-- begin EXCERPT --
Zemaiah Vaughn

No. 5 – Minnesota Vikings
- Position: Cornerback
- Roster status: Active

Personal information
- Born: April 2, 2002 (age 24) Beaumont, Texas, U.S.
- Listed height: 6 ft 3 in (1.91 m)
- Listed weight: 180 lb (82 kg)

Career information
- High school: Beaumont (TX)
- College: Utah (2020–2024)
- NFL draft: 2025: undrafted

Career history
- Minnesota Vikings (2025–present);

Career NFL statistics as of 2025
- Games played: 1
- Stats at Pro Football Reference

= Zemaiah Vaughn =

American football player (born 2002)

Zemaiah Vaughn (born April 2, 2002) is an American professional football cornerback for the Minnesota Vikings of the National Football League (NFL). He played college football for the Utah Utes.

==Early life==
Vaughn attended Beaumont United High School in Beaumont, Texas, where he played quarterback. As a senior, he had 854 passing yards with eight touchdowns and 1,049 rushing yards. He originally committed to play college football at Lamar University before switching to the University of Utah.
-- end EXCERPT --
-- begin INFORMATION SUPPLIED --
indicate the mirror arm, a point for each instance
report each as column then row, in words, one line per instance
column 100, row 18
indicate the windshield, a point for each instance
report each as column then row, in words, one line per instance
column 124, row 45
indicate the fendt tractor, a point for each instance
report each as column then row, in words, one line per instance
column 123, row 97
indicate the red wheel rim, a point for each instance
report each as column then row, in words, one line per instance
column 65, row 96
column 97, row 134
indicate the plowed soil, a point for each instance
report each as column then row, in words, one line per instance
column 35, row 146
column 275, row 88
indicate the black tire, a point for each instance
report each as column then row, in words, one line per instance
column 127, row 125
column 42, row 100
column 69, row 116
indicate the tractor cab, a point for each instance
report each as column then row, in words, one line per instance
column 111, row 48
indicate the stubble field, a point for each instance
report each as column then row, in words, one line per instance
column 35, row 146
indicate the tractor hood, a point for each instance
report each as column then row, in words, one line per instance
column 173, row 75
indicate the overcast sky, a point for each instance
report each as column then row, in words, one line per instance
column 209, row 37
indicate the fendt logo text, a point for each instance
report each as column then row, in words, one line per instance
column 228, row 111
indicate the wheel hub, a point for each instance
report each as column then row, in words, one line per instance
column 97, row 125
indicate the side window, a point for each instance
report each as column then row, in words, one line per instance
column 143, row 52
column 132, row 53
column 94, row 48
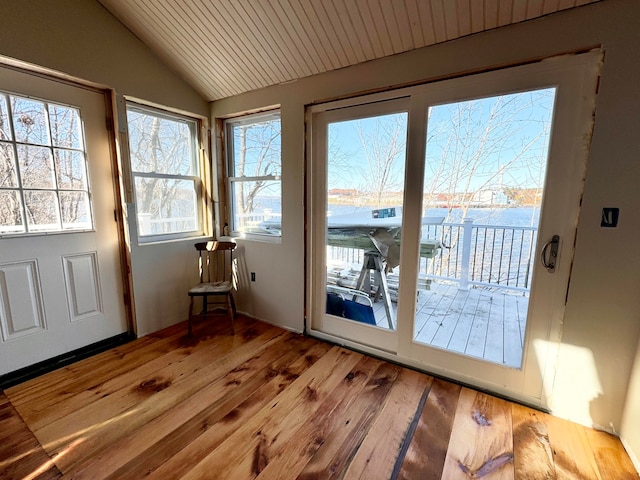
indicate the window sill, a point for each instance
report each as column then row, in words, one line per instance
column 256, row 237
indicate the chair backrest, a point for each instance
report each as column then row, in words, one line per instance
column 216, row 261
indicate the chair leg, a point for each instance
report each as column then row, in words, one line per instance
column 190, row 315
column 231, row 306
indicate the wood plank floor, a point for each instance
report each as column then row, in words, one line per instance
column 266, row 403
column 480, row 322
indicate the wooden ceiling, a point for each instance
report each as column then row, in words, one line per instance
column 227, row 47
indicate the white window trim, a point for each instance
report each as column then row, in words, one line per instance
column 230, row 179
column 199, row 179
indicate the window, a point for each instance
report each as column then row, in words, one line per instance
column 255, row 167
column 166, row 174
column 43, row 171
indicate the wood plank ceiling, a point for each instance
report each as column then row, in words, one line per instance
column 227, row 47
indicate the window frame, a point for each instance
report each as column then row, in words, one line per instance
column 232, row 179
column 199, row 179
column 56, row 188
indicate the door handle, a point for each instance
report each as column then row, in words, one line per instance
column 549, row 261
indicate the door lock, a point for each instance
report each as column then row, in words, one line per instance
column 549, row 260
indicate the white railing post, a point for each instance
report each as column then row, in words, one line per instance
column 466, row 254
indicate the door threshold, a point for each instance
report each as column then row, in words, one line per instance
column 32, row 371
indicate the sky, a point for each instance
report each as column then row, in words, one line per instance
column 471, row 145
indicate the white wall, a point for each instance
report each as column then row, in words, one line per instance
column 82, row 39
column 603, row 310
column 630, row 429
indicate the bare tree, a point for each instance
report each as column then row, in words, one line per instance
column 383, row 145
column 257, row 154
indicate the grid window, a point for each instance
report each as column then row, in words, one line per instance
column 166, row 175
column 255, row 167
column 43, row 167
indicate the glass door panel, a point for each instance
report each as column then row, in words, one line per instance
column 485, row 166
column 365, row 185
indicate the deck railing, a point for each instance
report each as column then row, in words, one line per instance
column 487, row 255
column 497, row 256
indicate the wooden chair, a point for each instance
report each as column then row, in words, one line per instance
column 216, row 278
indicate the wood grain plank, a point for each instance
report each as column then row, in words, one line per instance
column 21, row 456
column 90, row 429
column 532, row 455
column 275, row 405
column 246, row 447
column 378, row 453
column 481, row 442
column 335, row 454
column 310, row 437
column 428, row 449
column 237, row 412
column 572, row 454
column 611, row 457
column 92, row 384
column 146, row 448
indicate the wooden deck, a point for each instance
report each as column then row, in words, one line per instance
column 480, row 322
column 269, row 404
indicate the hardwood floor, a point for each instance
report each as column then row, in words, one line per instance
column 266, row 403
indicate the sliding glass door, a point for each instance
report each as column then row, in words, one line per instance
column 443, row 217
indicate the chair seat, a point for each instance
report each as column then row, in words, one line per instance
column 211, row 288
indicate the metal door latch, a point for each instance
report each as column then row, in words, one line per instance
column 549, row 261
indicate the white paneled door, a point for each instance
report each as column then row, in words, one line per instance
column 60, row 279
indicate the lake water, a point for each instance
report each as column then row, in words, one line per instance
column 510, row 216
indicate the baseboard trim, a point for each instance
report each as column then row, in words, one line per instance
column 32, row 371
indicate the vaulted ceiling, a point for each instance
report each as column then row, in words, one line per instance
column 227, row 47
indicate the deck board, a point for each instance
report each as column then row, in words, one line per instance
column 483, row 323
column 267, row 403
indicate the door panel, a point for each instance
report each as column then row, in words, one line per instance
column 521, row 372
column 59, row 291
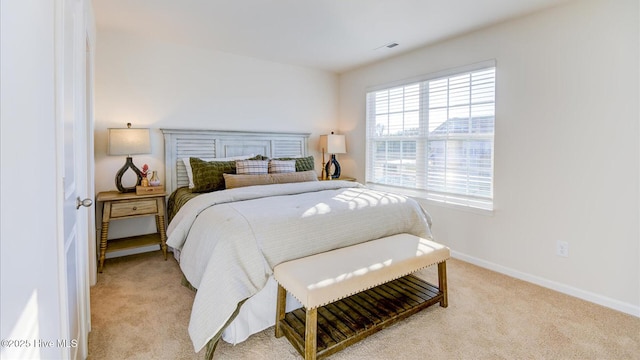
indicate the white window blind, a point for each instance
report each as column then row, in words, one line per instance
column 435, row 136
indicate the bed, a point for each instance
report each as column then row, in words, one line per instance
column 228, row 240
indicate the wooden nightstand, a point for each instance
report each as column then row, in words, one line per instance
column 116, row 205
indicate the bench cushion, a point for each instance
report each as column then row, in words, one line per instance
column 324, row 278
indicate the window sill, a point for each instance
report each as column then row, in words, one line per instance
column 422, row 195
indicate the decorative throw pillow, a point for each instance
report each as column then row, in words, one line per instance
column 302, row 164
column 187, row 164
column 207, row 175
column 252, row 167
column 242, row 180
column 282, row 166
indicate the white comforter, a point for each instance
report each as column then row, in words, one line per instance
column 230, row 240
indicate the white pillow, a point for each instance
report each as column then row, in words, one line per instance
column 187, row 164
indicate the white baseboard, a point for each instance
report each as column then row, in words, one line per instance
column 565, row 289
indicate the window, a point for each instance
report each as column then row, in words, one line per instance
column 435, row 136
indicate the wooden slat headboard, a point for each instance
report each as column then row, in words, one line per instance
column 210, row 144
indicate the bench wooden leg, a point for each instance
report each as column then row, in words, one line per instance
column 442, row 283
column 310, row 334
column 280, row 309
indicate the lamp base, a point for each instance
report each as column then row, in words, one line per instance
column 128, row 165
column 336, row 168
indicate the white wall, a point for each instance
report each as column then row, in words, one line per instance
column 157, row 84
column 566, row 147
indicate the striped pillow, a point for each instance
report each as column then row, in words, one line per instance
column 282, row 166
column 252, row 167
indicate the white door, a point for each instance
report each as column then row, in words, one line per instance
column 72, row 124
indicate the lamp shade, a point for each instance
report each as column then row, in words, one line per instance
column 333, row 144
column 129, row 141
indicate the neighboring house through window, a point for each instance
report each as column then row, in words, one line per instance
column 434, row 136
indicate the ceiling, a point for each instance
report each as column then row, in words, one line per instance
column 332, row 35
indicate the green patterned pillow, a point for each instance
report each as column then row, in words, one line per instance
column 207, row 175
column 302, row 164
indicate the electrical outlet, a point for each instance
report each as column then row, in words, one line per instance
column 563, row 248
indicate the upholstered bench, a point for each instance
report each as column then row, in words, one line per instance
column 352, row 292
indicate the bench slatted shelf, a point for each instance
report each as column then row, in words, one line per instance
column 326, row 325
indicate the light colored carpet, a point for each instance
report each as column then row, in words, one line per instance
column 140, row 310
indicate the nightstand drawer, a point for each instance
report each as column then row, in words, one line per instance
column 136, row 207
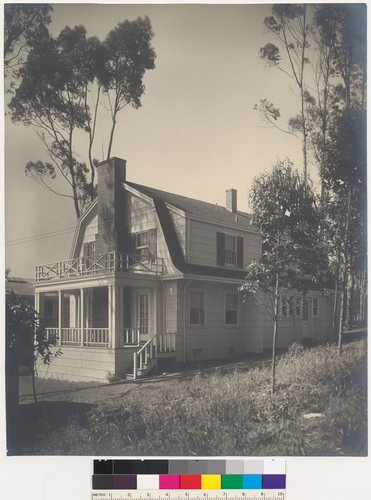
-- end INFORMATION SUPPLIED --
EXERCISE GOAL: Please carry on the article about Zemaiah Vaughn, picking up right after its final sentence.

RESULT OF THE EXERCISE:
==College career==
Vaughn played in four games his first year at Utah in 2020 and had one interception. In 2021, he played in 13 games with four starts and recorded 24 tackles. In 2022, he had seven starts in 14 games and finished with 25 tackles. Vaughn started all 13 games in 2023, recording 53 tackles and one interception. He returned to Utah for the 2024 season.

==Professional career==

Vaughn signed with the Minnesota Vikings as an undrafted free agent on April 26, 2025. He was waived on August 26 as part of final roster cuts. Vaughn was re-signed to the team's practice squad the next day. He was promoted to the active roster on December 29.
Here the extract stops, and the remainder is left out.